WHAT IS REQUIRED: From the line with "45 165 L 63" through the last line of the records below, both ends included, transcribe only those lines, exactly, and omit the pictures.

Stored data
-=-=-=-=-
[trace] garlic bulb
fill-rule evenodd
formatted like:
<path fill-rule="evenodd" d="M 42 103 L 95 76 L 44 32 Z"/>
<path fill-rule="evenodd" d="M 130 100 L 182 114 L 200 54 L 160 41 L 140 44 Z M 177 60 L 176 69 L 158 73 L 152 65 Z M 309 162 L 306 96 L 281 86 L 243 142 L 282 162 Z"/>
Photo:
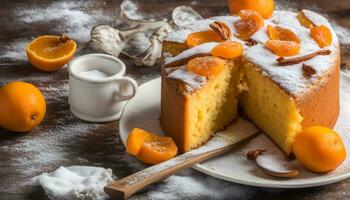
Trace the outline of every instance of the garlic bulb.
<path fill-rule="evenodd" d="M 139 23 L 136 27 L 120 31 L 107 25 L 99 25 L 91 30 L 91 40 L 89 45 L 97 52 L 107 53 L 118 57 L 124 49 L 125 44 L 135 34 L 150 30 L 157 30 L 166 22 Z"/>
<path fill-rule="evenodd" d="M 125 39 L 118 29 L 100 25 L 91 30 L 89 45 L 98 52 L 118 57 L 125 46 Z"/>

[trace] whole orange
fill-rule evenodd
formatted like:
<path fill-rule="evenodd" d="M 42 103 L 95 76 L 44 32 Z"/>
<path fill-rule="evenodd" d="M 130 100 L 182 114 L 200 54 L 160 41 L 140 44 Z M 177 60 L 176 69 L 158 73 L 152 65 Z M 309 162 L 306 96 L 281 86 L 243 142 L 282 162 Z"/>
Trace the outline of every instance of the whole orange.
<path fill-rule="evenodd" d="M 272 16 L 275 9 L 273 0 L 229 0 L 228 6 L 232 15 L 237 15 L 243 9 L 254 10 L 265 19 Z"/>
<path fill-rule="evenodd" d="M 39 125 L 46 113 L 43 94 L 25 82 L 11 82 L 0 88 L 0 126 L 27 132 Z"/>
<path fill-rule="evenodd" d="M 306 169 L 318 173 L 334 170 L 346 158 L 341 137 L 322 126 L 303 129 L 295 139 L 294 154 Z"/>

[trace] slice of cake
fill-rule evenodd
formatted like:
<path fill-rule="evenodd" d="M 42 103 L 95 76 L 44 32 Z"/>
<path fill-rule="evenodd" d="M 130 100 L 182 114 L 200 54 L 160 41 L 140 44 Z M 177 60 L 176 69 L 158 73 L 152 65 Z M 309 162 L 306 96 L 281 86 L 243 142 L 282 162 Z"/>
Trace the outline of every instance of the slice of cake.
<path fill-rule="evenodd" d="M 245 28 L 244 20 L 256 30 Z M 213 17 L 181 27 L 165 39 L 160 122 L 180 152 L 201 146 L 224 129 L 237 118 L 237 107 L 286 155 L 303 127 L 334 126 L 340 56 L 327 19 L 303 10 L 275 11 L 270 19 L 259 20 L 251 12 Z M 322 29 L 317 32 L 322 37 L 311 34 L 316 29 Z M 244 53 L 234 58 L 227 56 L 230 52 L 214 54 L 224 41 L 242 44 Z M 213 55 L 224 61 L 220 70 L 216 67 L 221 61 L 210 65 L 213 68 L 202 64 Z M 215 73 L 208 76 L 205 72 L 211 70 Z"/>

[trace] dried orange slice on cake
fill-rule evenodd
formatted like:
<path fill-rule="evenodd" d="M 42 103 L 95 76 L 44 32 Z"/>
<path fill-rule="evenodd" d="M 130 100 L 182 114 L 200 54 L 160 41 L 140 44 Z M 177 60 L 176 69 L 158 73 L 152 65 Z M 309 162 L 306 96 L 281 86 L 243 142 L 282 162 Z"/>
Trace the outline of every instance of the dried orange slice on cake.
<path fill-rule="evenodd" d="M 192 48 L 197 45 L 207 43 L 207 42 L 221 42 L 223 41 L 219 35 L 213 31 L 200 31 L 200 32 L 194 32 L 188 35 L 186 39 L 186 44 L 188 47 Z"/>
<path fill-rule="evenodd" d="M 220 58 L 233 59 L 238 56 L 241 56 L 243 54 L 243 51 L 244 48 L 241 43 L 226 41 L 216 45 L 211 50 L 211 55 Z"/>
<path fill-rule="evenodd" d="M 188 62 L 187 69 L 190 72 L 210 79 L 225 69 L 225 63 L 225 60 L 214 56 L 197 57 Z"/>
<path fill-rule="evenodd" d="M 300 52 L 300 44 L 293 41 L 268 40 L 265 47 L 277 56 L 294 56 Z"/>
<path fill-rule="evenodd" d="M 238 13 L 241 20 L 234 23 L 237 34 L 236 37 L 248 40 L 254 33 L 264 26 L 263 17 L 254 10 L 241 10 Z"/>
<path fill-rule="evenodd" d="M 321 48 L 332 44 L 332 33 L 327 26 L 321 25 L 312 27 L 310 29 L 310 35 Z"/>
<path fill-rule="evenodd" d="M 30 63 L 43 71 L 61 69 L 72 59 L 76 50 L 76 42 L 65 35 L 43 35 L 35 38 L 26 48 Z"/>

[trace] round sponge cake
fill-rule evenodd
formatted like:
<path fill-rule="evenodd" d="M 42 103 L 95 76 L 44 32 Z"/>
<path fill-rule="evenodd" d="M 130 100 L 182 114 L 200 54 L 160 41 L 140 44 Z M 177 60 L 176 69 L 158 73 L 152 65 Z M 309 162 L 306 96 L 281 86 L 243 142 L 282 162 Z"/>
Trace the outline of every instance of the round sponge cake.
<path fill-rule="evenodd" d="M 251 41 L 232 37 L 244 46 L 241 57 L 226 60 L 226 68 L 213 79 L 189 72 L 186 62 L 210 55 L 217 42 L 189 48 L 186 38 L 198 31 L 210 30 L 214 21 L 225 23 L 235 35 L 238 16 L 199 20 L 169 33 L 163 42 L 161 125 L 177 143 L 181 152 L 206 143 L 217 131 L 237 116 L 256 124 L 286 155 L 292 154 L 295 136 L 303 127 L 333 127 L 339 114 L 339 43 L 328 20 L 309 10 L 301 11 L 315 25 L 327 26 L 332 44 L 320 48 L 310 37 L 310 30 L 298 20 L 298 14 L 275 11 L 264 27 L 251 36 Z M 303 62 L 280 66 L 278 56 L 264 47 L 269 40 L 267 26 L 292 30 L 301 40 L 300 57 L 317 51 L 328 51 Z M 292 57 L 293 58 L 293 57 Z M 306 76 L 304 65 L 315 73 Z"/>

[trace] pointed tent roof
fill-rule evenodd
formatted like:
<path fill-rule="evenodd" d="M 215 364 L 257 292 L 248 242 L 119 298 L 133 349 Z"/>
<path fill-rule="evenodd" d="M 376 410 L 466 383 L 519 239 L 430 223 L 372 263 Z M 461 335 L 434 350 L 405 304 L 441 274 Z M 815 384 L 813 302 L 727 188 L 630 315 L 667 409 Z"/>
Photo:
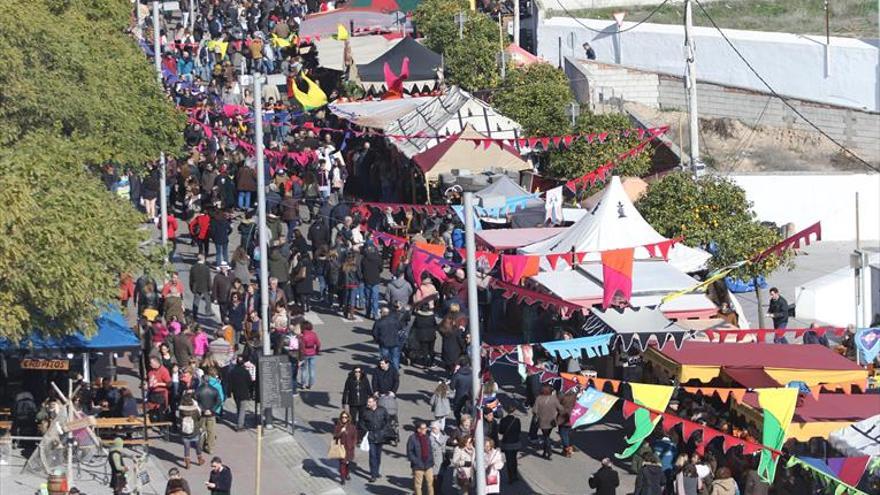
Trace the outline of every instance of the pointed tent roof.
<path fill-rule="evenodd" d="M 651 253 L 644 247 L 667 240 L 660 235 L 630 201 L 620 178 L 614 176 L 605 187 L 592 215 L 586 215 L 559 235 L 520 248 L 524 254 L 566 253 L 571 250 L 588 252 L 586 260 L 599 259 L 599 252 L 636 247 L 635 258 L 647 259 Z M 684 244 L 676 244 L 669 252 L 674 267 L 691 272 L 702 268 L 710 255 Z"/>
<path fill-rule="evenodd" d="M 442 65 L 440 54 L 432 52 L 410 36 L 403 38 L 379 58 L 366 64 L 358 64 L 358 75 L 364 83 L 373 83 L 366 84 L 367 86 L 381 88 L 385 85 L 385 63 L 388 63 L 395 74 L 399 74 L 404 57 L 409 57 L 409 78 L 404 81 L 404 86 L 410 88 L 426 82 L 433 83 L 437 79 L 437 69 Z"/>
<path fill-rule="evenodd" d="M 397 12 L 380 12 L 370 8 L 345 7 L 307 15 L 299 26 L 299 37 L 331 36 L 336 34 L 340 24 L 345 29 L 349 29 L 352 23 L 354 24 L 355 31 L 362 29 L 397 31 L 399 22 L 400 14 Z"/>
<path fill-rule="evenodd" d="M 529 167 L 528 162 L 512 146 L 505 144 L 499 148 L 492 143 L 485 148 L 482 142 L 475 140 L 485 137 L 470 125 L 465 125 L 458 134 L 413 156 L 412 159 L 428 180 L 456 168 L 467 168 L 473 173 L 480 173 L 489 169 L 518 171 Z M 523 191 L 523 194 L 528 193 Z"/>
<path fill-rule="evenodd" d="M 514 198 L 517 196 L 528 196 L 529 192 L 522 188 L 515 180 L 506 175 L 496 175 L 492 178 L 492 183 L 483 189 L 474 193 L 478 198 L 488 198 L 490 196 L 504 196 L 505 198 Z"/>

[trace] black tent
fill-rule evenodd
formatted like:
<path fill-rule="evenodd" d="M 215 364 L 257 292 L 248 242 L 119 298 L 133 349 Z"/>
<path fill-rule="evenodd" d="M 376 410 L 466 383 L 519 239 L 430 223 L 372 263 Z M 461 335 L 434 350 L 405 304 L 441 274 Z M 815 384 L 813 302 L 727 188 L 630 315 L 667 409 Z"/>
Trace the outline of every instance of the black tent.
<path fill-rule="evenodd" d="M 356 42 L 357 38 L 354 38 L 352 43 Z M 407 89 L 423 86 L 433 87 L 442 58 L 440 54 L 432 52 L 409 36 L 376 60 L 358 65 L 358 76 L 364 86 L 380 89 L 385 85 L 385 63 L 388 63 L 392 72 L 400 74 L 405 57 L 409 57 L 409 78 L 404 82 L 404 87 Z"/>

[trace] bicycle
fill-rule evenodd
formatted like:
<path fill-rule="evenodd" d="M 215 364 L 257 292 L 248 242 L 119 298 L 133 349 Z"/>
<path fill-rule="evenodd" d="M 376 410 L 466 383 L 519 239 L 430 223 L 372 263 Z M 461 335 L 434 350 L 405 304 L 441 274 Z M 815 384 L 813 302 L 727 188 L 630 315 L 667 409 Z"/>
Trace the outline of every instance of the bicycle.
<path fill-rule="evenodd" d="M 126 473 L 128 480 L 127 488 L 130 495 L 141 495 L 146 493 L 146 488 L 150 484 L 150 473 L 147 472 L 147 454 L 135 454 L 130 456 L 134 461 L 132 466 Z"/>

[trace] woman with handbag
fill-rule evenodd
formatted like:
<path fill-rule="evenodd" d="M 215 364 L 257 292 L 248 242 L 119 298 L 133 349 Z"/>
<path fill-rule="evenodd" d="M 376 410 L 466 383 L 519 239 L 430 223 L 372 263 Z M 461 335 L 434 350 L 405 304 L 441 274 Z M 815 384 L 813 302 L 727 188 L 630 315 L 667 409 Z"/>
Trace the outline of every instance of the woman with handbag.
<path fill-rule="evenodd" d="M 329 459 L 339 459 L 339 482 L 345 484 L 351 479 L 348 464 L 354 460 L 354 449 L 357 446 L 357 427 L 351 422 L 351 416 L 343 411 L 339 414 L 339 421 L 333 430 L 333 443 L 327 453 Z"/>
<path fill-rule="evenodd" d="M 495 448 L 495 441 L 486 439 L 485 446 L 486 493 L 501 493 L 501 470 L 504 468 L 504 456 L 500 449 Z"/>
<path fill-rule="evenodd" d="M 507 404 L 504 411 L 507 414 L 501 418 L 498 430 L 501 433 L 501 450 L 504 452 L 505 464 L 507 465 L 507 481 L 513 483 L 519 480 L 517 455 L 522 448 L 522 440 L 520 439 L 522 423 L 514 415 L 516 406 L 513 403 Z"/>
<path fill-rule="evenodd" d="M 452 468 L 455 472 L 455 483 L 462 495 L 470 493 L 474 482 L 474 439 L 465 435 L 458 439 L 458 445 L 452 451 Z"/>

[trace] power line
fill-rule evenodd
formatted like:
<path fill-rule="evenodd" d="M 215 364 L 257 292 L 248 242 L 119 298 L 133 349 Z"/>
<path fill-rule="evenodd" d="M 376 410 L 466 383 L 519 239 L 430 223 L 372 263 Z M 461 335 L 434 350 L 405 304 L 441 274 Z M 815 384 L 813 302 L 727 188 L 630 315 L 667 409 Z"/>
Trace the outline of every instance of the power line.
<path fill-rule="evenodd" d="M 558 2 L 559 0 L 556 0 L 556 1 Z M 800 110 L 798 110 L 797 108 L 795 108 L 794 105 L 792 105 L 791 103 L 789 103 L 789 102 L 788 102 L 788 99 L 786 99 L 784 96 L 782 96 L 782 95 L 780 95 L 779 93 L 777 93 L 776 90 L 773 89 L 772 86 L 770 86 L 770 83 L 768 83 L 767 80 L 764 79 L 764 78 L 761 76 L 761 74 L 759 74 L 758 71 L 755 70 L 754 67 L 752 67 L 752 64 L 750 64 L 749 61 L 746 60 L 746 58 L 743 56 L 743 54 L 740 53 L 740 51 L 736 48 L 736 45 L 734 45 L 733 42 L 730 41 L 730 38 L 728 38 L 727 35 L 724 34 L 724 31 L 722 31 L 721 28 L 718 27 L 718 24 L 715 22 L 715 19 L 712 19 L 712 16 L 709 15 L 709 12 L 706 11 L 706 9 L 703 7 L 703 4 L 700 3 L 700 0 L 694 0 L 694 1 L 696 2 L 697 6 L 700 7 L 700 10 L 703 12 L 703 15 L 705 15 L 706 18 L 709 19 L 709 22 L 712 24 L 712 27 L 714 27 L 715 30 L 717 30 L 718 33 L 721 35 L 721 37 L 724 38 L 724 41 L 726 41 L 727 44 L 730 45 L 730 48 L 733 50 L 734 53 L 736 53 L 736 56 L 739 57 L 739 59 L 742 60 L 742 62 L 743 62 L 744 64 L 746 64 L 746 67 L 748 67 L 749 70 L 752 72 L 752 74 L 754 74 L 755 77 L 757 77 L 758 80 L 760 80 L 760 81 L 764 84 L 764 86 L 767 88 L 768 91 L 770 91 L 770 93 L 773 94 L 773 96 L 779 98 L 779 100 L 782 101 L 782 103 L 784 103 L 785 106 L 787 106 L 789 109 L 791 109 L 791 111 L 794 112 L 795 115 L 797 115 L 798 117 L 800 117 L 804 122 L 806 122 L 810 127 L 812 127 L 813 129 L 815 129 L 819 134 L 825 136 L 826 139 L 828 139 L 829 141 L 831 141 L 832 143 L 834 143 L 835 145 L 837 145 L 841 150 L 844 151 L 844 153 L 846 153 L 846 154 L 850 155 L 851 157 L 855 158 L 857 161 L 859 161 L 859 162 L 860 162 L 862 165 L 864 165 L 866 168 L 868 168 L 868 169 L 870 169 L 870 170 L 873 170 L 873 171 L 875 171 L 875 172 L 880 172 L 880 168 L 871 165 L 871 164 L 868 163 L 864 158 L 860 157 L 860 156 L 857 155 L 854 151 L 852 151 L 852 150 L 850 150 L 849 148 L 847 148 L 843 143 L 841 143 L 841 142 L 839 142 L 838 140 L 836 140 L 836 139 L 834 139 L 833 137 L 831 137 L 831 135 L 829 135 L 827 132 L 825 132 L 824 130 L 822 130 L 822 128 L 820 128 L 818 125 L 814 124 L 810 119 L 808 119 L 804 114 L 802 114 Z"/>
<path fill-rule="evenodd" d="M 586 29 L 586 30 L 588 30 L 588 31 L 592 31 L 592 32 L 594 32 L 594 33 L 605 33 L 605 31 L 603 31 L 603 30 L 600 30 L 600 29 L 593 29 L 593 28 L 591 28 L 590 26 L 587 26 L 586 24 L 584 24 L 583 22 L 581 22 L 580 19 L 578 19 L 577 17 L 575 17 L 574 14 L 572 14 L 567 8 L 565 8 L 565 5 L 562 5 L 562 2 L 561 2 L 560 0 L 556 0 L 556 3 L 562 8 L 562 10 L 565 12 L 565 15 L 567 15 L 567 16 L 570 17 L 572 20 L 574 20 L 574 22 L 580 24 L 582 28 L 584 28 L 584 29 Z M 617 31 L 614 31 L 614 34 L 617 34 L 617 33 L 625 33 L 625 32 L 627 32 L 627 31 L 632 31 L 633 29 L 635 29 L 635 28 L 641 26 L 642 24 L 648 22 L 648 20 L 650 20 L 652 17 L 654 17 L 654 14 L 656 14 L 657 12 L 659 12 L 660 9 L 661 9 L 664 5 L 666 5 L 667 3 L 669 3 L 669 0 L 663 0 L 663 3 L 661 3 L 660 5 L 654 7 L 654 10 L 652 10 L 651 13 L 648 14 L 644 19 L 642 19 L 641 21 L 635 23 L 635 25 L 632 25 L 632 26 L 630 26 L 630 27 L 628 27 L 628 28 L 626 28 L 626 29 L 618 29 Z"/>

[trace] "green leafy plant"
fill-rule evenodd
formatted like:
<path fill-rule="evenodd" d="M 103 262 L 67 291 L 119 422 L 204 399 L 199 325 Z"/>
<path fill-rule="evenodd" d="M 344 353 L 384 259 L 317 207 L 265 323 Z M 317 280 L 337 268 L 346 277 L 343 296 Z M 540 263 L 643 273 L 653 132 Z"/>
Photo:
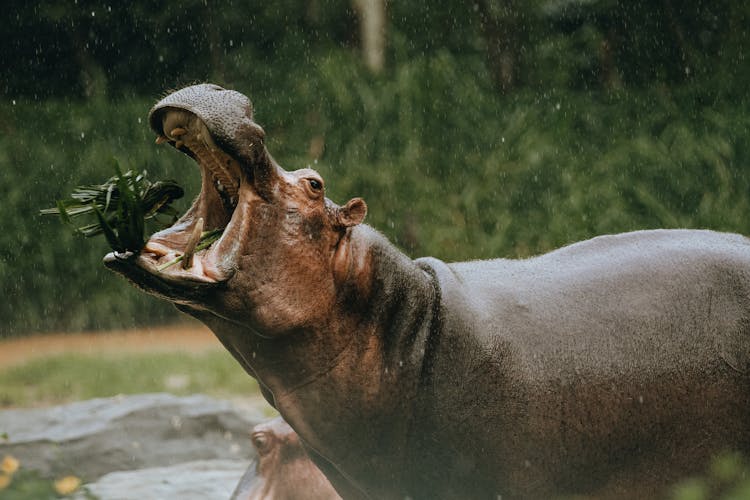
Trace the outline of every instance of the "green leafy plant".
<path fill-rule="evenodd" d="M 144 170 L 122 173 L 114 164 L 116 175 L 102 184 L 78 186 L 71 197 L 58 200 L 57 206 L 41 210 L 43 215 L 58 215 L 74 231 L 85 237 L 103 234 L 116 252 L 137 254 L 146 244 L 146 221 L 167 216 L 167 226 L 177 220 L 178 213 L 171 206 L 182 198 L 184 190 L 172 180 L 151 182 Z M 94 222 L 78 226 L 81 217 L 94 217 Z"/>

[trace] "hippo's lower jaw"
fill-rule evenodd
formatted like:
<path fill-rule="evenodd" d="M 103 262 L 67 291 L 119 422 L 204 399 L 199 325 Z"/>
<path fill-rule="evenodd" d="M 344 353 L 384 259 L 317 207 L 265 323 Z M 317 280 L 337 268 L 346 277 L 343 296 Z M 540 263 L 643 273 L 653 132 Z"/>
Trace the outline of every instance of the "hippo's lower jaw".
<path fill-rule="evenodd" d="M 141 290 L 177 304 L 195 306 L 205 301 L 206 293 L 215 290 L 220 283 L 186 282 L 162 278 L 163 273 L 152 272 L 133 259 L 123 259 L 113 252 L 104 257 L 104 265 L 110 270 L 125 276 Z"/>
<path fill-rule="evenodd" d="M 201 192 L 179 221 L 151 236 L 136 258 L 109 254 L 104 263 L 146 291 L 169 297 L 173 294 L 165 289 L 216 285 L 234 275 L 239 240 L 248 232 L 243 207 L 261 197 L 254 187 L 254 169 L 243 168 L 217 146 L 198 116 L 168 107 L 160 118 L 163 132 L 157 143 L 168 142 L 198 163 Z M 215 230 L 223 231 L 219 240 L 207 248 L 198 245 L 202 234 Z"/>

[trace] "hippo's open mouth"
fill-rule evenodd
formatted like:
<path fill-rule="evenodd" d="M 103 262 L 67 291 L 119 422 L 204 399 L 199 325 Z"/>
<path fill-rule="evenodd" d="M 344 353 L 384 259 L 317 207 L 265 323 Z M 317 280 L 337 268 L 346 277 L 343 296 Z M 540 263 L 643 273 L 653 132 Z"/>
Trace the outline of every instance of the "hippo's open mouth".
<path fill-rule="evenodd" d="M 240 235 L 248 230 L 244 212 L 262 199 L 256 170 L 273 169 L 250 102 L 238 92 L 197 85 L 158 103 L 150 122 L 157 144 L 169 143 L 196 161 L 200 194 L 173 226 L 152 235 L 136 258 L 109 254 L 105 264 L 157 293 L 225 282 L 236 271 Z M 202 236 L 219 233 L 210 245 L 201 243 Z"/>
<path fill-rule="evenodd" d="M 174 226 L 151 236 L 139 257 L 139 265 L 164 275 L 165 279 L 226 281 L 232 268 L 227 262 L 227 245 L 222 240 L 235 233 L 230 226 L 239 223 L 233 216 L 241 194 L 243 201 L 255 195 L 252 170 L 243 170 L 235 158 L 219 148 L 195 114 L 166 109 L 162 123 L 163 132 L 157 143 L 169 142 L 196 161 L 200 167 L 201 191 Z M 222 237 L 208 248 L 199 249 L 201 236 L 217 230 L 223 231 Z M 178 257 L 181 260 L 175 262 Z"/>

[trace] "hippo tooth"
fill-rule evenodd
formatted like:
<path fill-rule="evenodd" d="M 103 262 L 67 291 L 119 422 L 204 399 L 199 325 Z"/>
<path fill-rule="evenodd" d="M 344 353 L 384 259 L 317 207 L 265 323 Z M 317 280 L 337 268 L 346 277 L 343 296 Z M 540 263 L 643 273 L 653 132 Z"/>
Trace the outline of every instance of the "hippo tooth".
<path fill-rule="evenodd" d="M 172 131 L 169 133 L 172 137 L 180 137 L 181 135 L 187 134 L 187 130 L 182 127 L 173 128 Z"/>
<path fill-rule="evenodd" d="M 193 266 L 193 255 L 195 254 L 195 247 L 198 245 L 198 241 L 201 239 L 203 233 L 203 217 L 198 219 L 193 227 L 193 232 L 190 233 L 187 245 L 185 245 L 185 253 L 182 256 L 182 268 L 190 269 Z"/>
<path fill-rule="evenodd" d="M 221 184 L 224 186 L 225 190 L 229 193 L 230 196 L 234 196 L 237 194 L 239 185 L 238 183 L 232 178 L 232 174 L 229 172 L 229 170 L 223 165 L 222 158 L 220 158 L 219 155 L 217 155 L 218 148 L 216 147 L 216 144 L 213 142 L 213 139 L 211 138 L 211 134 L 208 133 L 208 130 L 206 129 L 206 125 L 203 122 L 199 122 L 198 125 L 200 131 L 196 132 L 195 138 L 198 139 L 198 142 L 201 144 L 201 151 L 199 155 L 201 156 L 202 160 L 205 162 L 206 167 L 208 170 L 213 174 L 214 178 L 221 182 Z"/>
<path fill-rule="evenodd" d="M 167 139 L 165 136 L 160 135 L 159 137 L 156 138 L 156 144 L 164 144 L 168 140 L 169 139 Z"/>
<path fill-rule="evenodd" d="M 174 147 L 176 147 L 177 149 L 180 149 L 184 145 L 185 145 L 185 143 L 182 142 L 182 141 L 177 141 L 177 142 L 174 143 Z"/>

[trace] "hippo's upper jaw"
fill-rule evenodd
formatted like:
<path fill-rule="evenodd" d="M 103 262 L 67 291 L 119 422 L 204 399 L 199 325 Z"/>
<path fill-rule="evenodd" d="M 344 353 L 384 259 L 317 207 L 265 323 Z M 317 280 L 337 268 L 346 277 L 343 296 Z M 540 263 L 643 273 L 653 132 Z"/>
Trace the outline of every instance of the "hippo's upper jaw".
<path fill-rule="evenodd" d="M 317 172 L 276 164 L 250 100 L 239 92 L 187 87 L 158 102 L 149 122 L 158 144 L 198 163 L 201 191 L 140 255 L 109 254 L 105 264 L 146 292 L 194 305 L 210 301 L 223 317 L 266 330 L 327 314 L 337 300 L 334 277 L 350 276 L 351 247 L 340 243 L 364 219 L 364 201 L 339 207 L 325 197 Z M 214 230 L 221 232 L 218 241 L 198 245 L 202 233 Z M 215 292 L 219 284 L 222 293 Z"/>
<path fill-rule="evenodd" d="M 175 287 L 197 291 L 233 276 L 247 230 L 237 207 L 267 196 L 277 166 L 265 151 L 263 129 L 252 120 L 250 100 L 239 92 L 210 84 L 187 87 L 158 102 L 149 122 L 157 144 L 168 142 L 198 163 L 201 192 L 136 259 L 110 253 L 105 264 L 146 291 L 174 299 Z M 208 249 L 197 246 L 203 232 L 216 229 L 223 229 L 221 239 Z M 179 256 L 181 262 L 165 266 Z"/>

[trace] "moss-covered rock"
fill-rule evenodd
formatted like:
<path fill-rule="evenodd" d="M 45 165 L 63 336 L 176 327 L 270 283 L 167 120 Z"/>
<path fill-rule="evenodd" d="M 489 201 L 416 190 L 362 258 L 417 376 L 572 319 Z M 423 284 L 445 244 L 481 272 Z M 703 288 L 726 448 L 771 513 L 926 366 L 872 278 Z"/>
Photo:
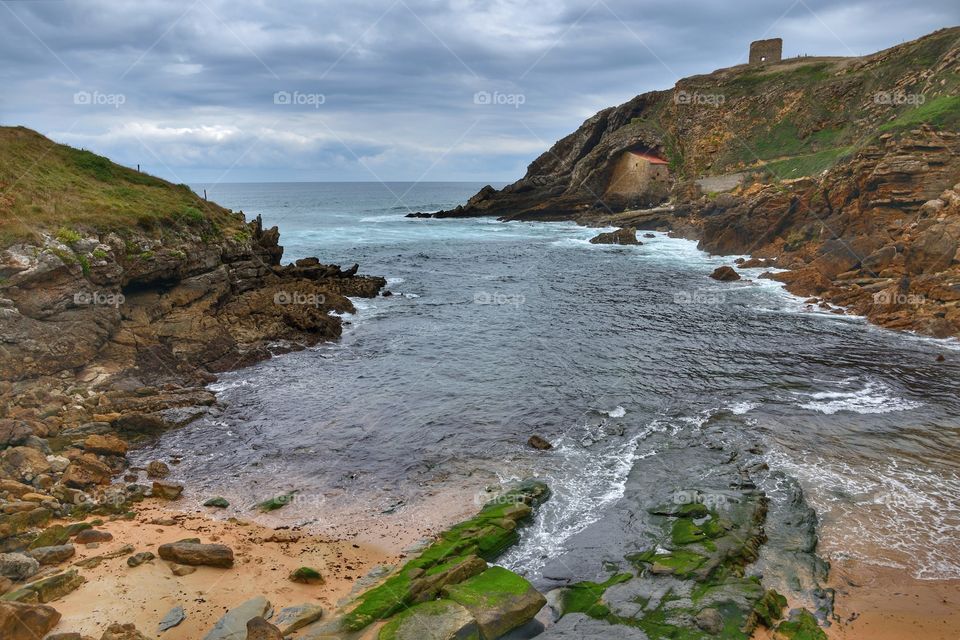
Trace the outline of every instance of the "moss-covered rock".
-=-=-=-=-
RESPONSE FOR THIS EXERCISE:
<path fill-rule="evenodd" d="M 45 165 L 63 336 L 176 327 L 270 283 L 167 120 Z"/>
<path fill-rule="evenodd" d="M 489 201 L 416 190 L 362 258 L 417 376 L 572 319 Z M 423 284 L 445 244 L 481 272 Z M 703 288 L 726 448 L 771 513 L 926 366 L 872 278 Z"/>
Photo:
Trace the outline of every instance of the "moss-covered rock".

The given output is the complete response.